Reading text -
** start **

2025-12-06 12:20:52 +01:00 · 2024-09-26 09:52:00 -07:00 · 2024-09-26 09:52:00 -07:00 · 34d788ffb0
commit 34d788ffb0
parent de159f0c8d
7 changed files with 353 additions and 67 deletions
--- a/test/functorch/test_aotdispatch.py
+++ b/test/functorch/test_aotdispatch.py
@ -10,7 +10,7 @@ import copy
 import itertools
 import unittest
 import warnings
-from contextlib import nullcontext
+from contextlib import ContextDecorator, nullcontext
 from functools import partial, wraps
 from typing import Any, Callable, Dict, List, Optional, Union
 from unittest.mock import patch
@ -5746,6 +5746,62 @@ def forward(self, tangents_1, tangents_2):
            self.assertEqual(ref_out2.requires_grad, out2.requires_grad)


+class GradsNoForceContiguousContextManager(ContextDecorator):
+    def __enter__(self):
+        # flake8: noqa: TOR901
+        self.lib = torch.library.Library("_mylib", "FRAGMENT")
+        self.d = {
+            torch.channels_last: 0,
+            torch.contiguous_format: 0,
+        }
+
+        self.lib.define("foo(Tensor x) -> Tensor")
+        self.lib.define("foo2(Tensor x) -> Tensor")
+
+        def foo_impl(a):
+            return a.clone()
+
+        def foo_meta(a):
+            return a.clone()
+
+        def foo2_impl(x):
+            self.d[torch._prims_common.suggest_memory_format(x)] += 1
+            return x.clone()

** end **

Objectives -
A. In the commit diff, how many files were changed?
B. List every name the commit diff imports from the typing module.

Given data -
** start **

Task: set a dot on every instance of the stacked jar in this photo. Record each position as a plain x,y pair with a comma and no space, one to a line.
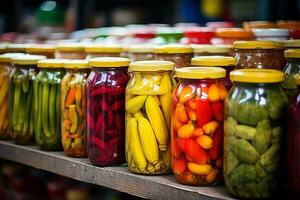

** end **

Results -
A. 7

B. Any, Callable, Dict, List, Optional, Union